• **DESCRIPTION OF THE TASK**:
After finding the line that contains "Where can the halved" in the entries below, retype it and every following line precisely, the last included.

• **EXTRACTED DATA**:
::::::
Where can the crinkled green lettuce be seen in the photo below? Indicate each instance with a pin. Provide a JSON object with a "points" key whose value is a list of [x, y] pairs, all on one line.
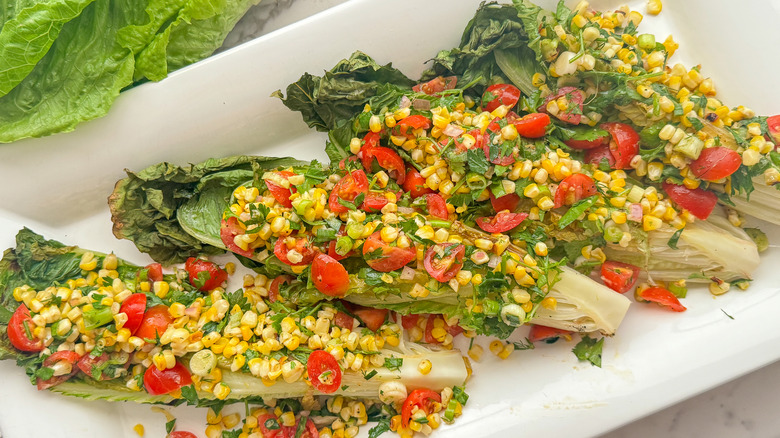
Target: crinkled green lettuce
{"points": [[145, 205], [64, 62], [342, 92]]}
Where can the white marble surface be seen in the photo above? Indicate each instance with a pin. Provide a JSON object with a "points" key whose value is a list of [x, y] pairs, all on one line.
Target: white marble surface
{"points": [[745, 407]]}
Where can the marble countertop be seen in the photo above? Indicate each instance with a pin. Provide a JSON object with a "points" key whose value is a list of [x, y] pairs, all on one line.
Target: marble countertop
{"points": [[744, 407]]}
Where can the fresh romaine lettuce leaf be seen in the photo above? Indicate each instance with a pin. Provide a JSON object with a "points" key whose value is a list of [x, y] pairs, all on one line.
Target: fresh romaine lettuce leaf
{"points": [[28, 35], [144, 205]]}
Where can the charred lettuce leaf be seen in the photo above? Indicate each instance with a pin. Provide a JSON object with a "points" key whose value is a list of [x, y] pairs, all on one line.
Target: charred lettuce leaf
{"points": [[145, 205], [341, 92]]}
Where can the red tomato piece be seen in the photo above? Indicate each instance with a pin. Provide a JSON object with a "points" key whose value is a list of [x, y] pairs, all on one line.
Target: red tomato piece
{"points": [[436, 85], [532, 125], [134, 307], [618, 276], [374, 202], [573, 188], [156, 321], [420, 398], [213, 278], [154, 272], [773, 123], [384, 257], [279, 193], [503, 221], [437, 206], [228, 230], [414, 183], [370, 317], [387, 159], [500, 94], [348, 188], [19, 326], [698, 201], [329, 276], [715, 163], [546, 334], [159, 382], [301, 245], [662, 297], [624, 145], [182, 434], [444, 260], [324, 371], [89, 363], [575, 97], [598, 154], [507, 202], [67, 356], [273, 289]]}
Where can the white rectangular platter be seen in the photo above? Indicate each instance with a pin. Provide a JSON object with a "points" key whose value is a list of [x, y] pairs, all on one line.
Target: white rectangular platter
{"points": [[58, 187]]}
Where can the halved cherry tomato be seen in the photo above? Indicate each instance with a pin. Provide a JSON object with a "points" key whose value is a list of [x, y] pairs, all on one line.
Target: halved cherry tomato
{"points": [[89, 363], [715, 163], [159, 382], [214, 275], [67, 356], [301, 245], [154, 272], [624, 145], [506, 202], [420, 398], [437, 206], [436, 85], [387, 159], [19, 331], [324, 371], [599, 154], [409, 321], [501, 222], [500, 94], [546, 334], [374, 202], [444, 260], [573, 188], [384, 257], [575, 97], [698, 201], [329, 276], [371, 318], [134, 307], [228, 230], [181, 434], [273, 289], [348, 188], [414, 183], [773, 123], [663, 297], [618, 276], [279, 193], [156, 321], [533, 125]]}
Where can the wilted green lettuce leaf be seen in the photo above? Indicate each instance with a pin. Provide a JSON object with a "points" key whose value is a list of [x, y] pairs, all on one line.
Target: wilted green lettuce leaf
::::::
• **RESULT OF THIS TASK**:
Where can the halved cherry tomato be seen in the photo above? Indicate each instance with a pin. Provide a JSON object with a "points" key whose value is a list of [x, y] pairs, all on one line.
Target: halved cherry tomato
{"points": [[89, 363], [715, 163], [159, 382], [214, 275], [67, 356], [301, 245], [154, 272], [624, 145], [506, 202], [420, 398], [437, 206], [436, 85], [387, 159], [19, 331], [324, 371], [599, 154], [409, 321], [501, 222], [500, 94], [546, 334], [374, 202], [444, 260], [573, 188], [384, 257], [575, 97], [698, 201], [329, 276], [371, 318], [134, 307], [228, 230], [181, 434], [273, 289], [348, 188], [414, 183], [773, 123], [663, 297], [618, 276], [279, 193], [156, 321], [533, 125]]}
Where can the wilted green lettuce leaf be seen in the photo above? Indicate each instance with a pin. Provide a JSON object with a "points" key whose value is a list of [x, y] pairs, all on one line.
Target: wilted green lettuce leaf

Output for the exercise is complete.